***** SUPPLIED INFORMATION

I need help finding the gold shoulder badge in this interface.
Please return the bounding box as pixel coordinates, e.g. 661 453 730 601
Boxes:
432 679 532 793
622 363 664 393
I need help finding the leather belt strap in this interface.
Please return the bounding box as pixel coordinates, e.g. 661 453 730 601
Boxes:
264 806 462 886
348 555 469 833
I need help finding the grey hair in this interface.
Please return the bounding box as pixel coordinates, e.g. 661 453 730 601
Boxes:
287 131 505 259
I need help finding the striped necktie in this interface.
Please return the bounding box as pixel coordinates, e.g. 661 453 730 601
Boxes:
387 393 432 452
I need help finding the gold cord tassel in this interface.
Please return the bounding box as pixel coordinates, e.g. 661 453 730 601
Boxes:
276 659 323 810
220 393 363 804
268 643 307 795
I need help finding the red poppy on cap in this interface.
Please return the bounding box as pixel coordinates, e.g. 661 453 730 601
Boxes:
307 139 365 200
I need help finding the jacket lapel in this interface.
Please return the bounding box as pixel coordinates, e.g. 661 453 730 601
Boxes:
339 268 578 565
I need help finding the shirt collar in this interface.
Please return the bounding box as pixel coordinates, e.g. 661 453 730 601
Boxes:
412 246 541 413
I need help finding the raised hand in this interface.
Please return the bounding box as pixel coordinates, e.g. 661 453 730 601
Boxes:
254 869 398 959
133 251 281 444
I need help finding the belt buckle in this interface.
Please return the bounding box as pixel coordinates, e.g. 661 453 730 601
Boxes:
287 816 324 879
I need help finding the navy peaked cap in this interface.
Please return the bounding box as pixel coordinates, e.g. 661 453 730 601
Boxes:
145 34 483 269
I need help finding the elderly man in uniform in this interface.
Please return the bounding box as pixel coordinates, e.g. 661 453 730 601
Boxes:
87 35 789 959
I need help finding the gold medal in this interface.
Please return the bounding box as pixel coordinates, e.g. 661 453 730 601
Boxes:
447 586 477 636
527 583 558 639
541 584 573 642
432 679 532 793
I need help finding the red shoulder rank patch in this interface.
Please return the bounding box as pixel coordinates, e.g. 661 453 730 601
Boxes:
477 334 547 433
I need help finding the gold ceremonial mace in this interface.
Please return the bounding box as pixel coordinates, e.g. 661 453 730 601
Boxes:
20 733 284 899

**********

**REQUIREMENT**
Return the listing above line for line, with no changes.

**FINAL RESULT**
I need help finding the gold shoulder badge in this interface.
Please return the bounding box as pixel coordinates, e.g. 661 453 730 601
Boxes:
432 679 532 793
622 363 664 393
I need help finding the leather belt strap in this interface.
Please return the bounding box as pixel coordinates, e.g. 661 453 730 601
Boxes:
264 806 462 886
348 555 469 833
I need help finding the grey hair in this interface.
Please return the bounding box as pixel coordinates, e.g. 661 453 730 601
Boxes:
287 131 505 259
I need help finding the striped necktie in this interface.
Please return the bounding box as pixel coordinates, e.g. 661 453 730 601
Boxes:
387 393 432 452
I need help finding the gold cord tassel in this interface.
Please return the bounding box as pixel coordinates, e.g. 661 453 730 601
Boxes:
276 659 323 810
220 393 363 804
268 643 307 795
I need help finding the red poppy on cap in this interface.
Please return the bounding box as pixel coordinates, e.g. 661 453 730 601
Boxes:
307 139 365 200
I need help finding the jacket lapel in this interface.
Please return the bounding box as pixel coordinates, e.g. 661 453 730 601
Boxes:
339 268 578 565
I need help finding the shirt collar in this interface.
Please return the bounding box as pixel coordinates, e.g. 661 453 730 601
Boxes:
412 246 541 413
I need help finding the raised hand in this interface.
Please return the bounding box as pixel coordinates, e.g. 661 453 730 601
Boxes:
254 869 398 959
133 251 281 444
I need help finding the belt buckle in this interface.
Please return the bounding box as pixel coordinates, e.g. 661 453 730 601
Boxes:
287 816 324 879
I need help finding the navy peaked cap in this interface.
Please return the bounding box as pixel coordinates, e.g. 661 453 730 601
Boxes:
145 34 483 269
I need help finding the elderly man in uniform in this interface.
Please return the bounding box as pixel coordinates, e.g. 661 453 730 601
Boxes:
87 35 789 959
I need help finding the gold medal in this interface.
Please return the bounding box as pixel coordinates, e.g. 661 453 730 601
Boxes:
447 586 477 636
527 583 558 639
541 584 573 642
432 679 532 793
I need help finding the red shoulder rank patch in this interface.
Please return the bounding box as pixel coordinates, e.g. 661 453 730 601
Boxes:
477 334 547 433
I need help finding the gold ceremonial mace in this interface.
Please return the bounding box as pixel coordinates, e.g. 661 453 730 601
Boxes:
20 733 284 899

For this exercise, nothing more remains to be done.